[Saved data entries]

== == ==

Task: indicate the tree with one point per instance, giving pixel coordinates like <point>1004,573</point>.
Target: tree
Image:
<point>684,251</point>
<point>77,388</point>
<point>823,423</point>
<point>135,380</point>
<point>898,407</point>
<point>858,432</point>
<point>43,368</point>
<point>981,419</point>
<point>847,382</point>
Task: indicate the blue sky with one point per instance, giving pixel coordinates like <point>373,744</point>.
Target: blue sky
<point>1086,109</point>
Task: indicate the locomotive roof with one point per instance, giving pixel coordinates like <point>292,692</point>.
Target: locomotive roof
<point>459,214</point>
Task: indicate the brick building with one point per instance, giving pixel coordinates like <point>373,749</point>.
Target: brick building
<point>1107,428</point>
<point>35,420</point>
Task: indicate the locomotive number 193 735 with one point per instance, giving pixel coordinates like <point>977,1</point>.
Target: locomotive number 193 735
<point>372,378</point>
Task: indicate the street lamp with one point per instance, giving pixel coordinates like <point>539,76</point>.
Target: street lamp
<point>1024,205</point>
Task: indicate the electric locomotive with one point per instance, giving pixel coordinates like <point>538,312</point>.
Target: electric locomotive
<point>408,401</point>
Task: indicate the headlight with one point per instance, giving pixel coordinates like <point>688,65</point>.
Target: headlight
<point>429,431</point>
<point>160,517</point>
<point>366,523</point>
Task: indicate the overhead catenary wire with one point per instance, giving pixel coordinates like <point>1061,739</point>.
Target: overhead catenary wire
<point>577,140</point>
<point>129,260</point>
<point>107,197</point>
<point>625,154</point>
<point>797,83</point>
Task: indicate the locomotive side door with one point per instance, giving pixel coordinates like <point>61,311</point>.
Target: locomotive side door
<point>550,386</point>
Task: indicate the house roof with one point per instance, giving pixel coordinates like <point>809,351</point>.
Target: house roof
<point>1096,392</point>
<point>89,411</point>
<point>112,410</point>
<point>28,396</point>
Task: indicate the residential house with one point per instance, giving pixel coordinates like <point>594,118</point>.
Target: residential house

== == ==

Brief: Copy out the records word for word from the first line through the line holding "<point>797,83</point>", with that line included.

Written response:
Task: indicate the tree with one point per instance, giving pixel coordinates like <point>1004,573</point>.
Target: tree
Image:
<point>684,251</point>
<point>77,388</point>
<point>823,423</point>
<point>135,380</point>
<point>898,407</point>
<point>858,432</point>
<point>43,368</point>
<point>981,419</point>
<point>847,382</point>
Task: indicate the blue sky with one point per instance, giving pixel coordinates like <point>373,744</point>.
Target: blue sky
<point>1086,109</point>
Task: indicate the locomotive roof with one point per instance, giving pixel coordinates like <point>292,692</point>.
Target: locomotive roof
<point>459,214</point>
Task: indicate the brick building with one point per instance, giving pixel coordinates like <point>373,749</point>.
Target: brick building
<point>1107,428</point>
<point>35,420</point>
Task: indicate the locomotive number 193 735 with one point per instance, giving pixel coordinates like <point>977,1</point>.
Target: locomotive number 193 735
<point>372,378</point>
Task: indicate the street lamp with one point per instance, giving pixel coordinates like <point>539,76</point>.
Target: street lamp
<point>1024,205</point>
Task: indicate the electric locomotive with one point per instance, giving pixel coordinates like <point>538,312</point>.
Target: electric locomotive
<point>408,401</point>
Task: indicate the headlight with one point per instance, giving pixel coordinates like <point>688,65</point>.
Target: headlight
<point>429,431</point>
<point>160,517</point>
<point>366,523</point>
Task: indicate the overhead catenary wire with one point per instance, giving pixel coordinates like <point>1061,739</point>.
Target: overhead catenary wire
<point>577,140</point>
<point>129,260</point>
<point>107,197</point>
<point>625,154</point>
<point>797,83</point>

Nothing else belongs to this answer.